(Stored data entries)
══════
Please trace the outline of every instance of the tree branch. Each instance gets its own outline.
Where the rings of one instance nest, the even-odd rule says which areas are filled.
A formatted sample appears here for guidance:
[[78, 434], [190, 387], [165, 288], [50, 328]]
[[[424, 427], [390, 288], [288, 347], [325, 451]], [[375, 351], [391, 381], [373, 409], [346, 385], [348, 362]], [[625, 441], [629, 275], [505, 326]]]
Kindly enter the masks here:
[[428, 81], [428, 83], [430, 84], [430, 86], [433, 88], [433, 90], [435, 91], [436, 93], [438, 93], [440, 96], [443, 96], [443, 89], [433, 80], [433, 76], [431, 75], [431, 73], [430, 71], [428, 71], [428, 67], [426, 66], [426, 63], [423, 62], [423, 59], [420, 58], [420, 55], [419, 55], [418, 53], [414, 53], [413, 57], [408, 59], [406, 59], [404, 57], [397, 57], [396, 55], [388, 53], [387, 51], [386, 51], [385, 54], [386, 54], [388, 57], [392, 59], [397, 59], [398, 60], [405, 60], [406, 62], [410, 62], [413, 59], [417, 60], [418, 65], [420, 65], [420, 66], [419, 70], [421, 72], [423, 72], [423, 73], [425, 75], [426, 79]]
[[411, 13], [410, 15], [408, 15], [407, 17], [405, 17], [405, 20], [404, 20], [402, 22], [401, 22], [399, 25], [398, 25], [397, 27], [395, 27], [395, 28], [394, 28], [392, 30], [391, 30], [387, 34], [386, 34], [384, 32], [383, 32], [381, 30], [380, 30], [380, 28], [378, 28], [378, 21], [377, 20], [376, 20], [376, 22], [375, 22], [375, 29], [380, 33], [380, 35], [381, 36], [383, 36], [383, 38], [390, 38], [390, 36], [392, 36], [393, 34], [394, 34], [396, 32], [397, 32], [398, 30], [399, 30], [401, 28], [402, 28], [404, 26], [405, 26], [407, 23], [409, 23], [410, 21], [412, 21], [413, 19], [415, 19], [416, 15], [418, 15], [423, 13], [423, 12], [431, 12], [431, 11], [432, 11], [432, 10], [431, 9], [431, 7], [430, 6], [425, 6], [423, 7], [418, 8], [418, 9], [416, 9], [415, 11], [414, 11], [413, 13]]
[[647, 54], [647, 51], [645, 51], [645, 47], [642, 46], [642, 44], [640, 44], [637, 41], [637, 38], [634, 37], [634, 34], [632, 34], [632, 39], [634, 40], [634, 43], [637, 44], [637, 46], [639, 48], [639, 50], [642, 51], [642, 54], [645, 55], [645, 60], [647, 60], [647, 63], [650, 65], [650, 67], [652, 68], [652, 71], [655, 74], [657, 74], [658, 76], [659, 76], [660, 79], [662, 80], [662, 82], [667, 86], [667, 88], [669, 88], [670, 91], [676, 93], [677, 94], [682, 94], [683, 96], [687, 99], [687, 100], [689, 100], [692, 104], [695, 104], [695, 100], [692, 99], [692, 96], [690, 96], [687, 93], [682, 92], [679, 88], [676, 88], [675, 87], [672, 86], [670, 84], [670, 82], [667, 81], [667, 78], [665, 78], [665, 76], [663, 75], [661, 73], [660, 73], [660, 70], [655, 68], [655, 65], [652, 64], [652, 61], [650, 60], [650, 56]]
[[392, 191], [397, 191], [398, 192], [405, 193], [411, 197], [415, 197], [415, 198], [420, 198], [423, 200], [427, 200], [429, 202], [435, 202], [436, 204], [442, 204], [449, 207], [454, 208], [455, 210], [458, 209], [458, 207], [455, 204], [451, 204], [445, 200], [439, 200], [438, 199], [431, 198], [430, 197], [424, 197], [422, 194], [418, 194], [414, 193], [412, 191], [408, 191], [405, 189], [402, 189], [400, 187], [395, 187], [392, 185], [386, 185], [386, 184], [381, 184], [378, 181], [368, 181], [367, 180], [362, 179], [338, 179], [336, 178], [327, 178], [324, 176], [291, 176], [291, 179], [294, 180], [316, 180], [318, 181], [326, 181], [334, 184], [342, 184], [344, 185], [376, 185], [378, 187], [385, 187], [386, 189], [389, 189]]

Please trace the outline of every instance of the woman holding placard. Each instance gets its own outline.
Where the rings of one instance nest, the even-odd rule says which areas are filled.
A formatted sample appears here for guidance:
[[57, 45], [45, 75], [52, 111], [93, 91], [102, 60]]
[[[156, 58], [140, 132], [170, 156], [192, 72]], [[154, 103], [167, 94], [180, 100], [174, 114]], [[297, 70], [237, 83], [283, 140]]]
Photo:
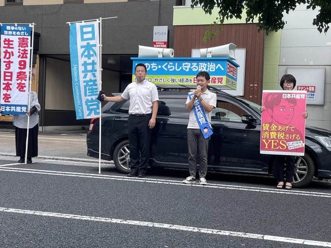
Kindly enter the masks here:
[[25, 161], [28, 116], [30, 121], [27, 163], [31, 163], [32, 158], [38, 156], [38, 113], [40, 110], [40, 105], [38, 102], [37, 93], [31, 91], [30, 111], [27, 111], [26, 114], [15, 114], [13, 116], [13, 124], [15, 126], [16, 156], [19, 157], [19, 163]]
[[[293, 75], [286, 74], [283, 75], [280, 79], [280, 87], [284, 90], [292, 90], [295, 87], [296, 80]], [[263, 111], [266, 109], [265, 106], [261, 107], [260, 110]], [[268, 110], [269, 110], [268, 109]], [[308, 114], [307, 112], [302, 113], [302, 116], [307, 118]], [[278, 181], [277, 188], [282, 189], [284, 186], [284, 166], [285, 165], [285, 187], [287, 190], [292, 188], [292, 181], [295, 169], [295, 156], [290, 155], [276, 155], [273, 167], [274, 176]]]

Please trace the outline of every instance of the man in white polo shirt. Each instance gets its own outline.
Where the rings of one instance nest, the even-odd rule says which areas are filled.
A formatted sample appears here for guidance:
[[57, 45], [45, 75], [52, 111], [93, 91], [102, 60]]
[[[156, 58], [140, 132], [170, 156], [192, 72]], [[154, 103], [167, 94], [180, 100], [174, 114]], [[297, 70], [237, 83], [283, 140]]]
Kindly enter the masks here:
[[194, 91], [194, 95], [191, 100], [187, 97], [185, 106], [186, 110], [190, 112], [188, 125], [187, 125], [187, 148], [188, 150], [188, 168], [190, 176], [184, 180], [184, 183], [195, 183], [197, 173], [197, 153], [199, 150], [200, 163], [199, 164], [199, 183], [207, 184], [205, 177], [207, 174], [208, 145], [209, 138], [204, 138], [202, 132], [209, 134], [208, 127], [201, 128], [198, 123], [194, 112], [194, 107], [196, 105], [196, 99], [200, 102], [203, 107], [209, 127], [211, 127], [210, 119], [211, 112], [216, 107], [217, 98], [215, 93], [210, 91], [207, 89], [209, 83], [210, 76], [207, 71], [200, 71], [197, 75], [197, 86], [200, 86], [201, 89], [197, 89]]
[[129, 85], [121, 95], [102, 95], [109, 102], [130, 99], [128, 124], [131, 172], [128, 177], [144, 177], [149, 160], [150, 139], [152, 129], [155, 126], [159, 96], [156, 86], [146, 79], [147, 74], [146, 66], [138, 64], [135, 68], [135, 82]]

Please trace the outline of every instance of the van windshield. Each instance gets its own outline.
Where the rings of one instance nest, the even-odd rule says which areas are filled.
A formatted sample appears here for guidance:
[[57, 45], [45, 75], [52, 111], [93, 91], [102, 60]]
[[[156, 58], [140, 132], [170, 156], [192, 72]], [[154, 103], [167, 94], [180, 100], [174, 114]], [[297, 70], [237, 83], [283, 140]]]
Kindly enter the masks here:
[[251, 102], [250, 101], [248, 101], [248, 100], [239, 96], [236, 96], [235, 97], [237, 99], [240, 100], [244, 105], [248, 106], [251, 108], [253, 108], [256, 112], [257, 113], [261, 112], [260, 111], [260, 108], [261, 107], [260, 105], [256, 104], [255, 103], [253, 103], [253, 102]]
══════
_Exercise objective:_
Copy out every item above word for word, leaving out the pictures.

_Answer to the task:_
Please trace the outline of every instance of the tree branch. Each instance gets its own outline.
Where the rings of one instance nest, the even-odd rule says which areas are filled.
A formatted sample appears here for guidance:
[[78, 434], [190, 387], [165, 288], [50, 328]]
[[[424, 427], [390, 288], [288, 347], [325, 451]], [[375, 351], [391, 381], [373, 409], [346, 385], [348, 362]], [[625, 441], [629, 275], [505, 326]]]
Kindly enter the masks here:
[[428, 81], [428, 83], [430, 84], [430, 86], [433, 88], [433, 90], [435, 91], [436, 93], [438, 93], [440, 96], [443, 96], [443, 89], [433, 80], [433, 76], [431, 75], [431, 73], [430, 71], [428, 71], [428, 67], [426, 66], [426, 63], [423, 62], [423, 59], [420, 58], [420, 55], [419, 55], [418, 53], [414, 53], [413, 57], [408, 59], [406, 59], [404, 57], [397, 57], [396, 55], [388, 53], [387, 51], [386, 51], [385, 54], [386, 54], [388, 57], [392, 59], [397, 59], [398, 60], [405, 60], [406, 62], [410, 62], [413, 59], [417, 60], [418, 65], [420, 65], [420, 66], [419, 70], [421, 72], [423, 72], [423, 73], [425, 75], [426, 79]]
[[411, 13], [410, 15], [408, 15], [407, 17], [405, 17], [405, 20], [404, 20], [402, 22], [401, 22], [399, 25], [398, 25], [397, 27], [395, 27], [395, 28], [394, 28], [392, 30], [391, 30], [387, 34], [386, 34], [384, 32], [383, 32], [381, 30], [380, 30], [380, 28], [378, 28], [378, 21], [377, 20], [376, 20], [376, 22], [375, 22], [375, 29], [380, 33], [380, 35], [381, 36], [383, 36], [383, 38], [390, 38], [390, 36], [392, 36], [393, 34], [394, 34], [396, 32], [397, 32], [398, 30], [399, 30], [401, 28], [402, 28], [404, 26], [405, 26], [407, 23], [409, 23], [410, 21], [412, 21], [413, 19], [415, 19], [416, 15], [418, 15], [423, 13], [423, 12], [431, 12], [431, 11], [432, 11], [432, 10], [431, 9], [431, 7], [430, 6], [425, 6], [423, 7], [418, 8], [418, 9], [416, 9], [415, 11], [414, 11], [413, 13]]
[[647, 54], [647, 51], [645, 51], [645, 47], [642, 46], [642, 44], [640, 44], [637, 41], [637, 38], [634, 37], [634, 34], [632, 34], [632, 39], [634, 40], [634, 43], [637, 44], [637, 46], [639, 48], [639, 50], [642, 51], [642, 54], [645, 55], [645, 60], [647, 60], [647, 63], [650, 65], [650, 67], [652, 68], [652, 71], [655, 74], [657, 74], [658, 76], [659, 76], [660, 79], [662, 80], [662, 82], [667, 86], [667, 88], [669, 88], [670, 91], [676, 93], [677, 94], [682, 94], [683, 96], [687, 99], [687, 100], [689, 100], [692, 104], [695, 104], [695, 100], [692, 99], [692, 96], [690, 96], [687, 93], [682, 92], [679, 88], [676, 88], [675, 87], [672, 86], [670, 84], [670, 82], [667, 81], [667, 78], [665, 78], [665, 76], [663, 75], [661, 73], [660, 73], [660, 70], [655, 68], [655, 65], [652, 64], [652, 61], [650, 60], [650, 56]]
[[392, 191], [397, 191], [398, 192], [405, 193], [411, 197], [415, 197], [415, 198], [420, 198], [423, 200], [427, 200], [429, 202], [435, 202], [436, 204], [442, 204], [449, 207], [454, 208], [455, 210], [458, 209], [458, 207], [455, 204], [451, 204], [445, 200], [439, 200], [438, 199], [431, 198], [430, 197], [424, 197], [422, 194], [418, 194], [414, 193], [412, 191], [408, 191], [405, 189], [402, 189], [400, 187], [395, 187], [392, 185], [386, 185], [386, 184], [381, 184], [378, 181], [368, 181], [367, 180], [362, 179], [338, 179], [336, 178], [327, 178], [324, 176], [291, 176], [291, 179], [294, 180], [316, 180], [318, 181], [326, 181], [334, 184], [342, 184], [344, 185], [376, 185], [378, 187], [385, 187], [386, 189], [389, 189]]

Please trace the outline of every instance of the woman holding placard. Each instance gets its own outline.
Where the rings of one instance nest, the even-odd rule says which areas are filled.
A formatted sample appears here for guidance:
[[57, 45], [45, 75], [52, 111], [93, 91], [102, 60]]
[[[156, 58], [140, 132], [170, 156], [192, 72]], [[154, 103], [167, 94], [180, 100], [174, 114]], [[297, 70], [237, 83], [283, 140]]]
Photo:
Kindly enter the masks here:
[[25, 161], [28, 116], [30, 121], [27, 163], [31, 163], [32, 158], [38, 156], [38, 113], [40, 110], [40, 105], [38, 102], [37, 93], [31, 91], [30, 111], [27, 111], [26, 114], [15, 114], [13, 116], [13, 124], [15, 126], [16, 156], [19, 157], [19, 163]]
[[[293, 75], [286, 74], [283, 75], [280, 79], [280, 87], [284, 90], [292, 90], [295, 87], [296, 80]], [[263, 111], [266, 109], [265, 106], [261, 107], [260, 110]], [[268, 110], [269, 110], [268, 109]], [[308, 114], [307, 112], [302, 113], [302, 116], [307, 118]], [[278, 181], [277, 188], [282, 189], [284, 186], [284, 166], [285, 165], [285, 187], [287, 190], [292, 188], [292, 181], [295, 169], [295, 156], [290, 155], [276, 155], [273, 167], [274, 176]]]

Please trace the outline of every instance of the man in white polo shirt. Each instance gets its own outline.
Where the rings of one instance nest, the even-odd rule says which areas are filled.
A formatted sample appears here for guidance:
[[57, 45], [45, 75], [52, 111], [93, 91], [102, 60]]
[[[156, 58], [140, 132], [170, 156], [192, 72]], [[154, 103], [167, 94], [180, 100], [174, 114]], [[297, 70], [237, 83], [283, 140]]]
Kindly enter the masks here:
[[194, 91], [194, 95], [191, 100], [187, 97], [185, 106], [186, 110], [190, 112], [188, 125], [187, 125], [187, 148], [188, 150], [188, 168], [190, 176], [184, 180], [184, 183], [195, 183], [197, 173], [197, 153], [199, 150], [200, 163], [199, 164], [199, 183], [207, 184], [205, 177], [207, 174], [208, 145], [209, 138], [204, 138], [202, 132], [209, 134], [208, 127], [201, 128], [198, 123], [194, 112], [194, 107], [196, 105], [196, 99], [200, 102], [203, 107], [209, 127], [211, 127], [210, 119], [211, 112], [216, 107], [217, 98], [215, 93], [210, 91], [207, 89], [209, 83], [210, 76], [207, 71], [200, 71], [197, 75], [197, 86], [200, 86], [201, 89], [197, 89]]
[[129, 85], [121, 95], [102, 95], [109, 102], [130, 99], [128, 124], [131, 172], [128, 177], [144, 177], [149, 160], [150, 139], [152, 129], [155, 126], [159, 96], [156, 86], [146, 79], [147, 74], [146, 66], [138, 64], [135, 68], [135, 82]]

Please trace the outline of every instance of the van windshield. Each instance gets its own outline.
Where the rings of one instance nest, the even-odd rule says which areas are filled.
A formatted sample appears here for guidance:
[[57, 45], [45, 75], [52, 111], [93, 91], [102, 60]]
[[[156, 58], [140, 132], [170, 156], [192, 72]], [[154, 103], [167, 94], [180, 100], [174, 114]], [[297, 70], [237, 83], [283, 140]]]
Kindly enter the masks here:
[[251, 102], [250, 101], [248, 101], [248, 100], [239, 96], [236, 96], [235, 97], [237, 99], [240, 100], [244, 105], [248, 106], [251, 108], [253, 108], [256, 112], [257, 113], [261, 112], [260, 111], [260, 108], [261, 107], [260, 105], [256, 104], [255, 103], [253, 103], [253, 102]]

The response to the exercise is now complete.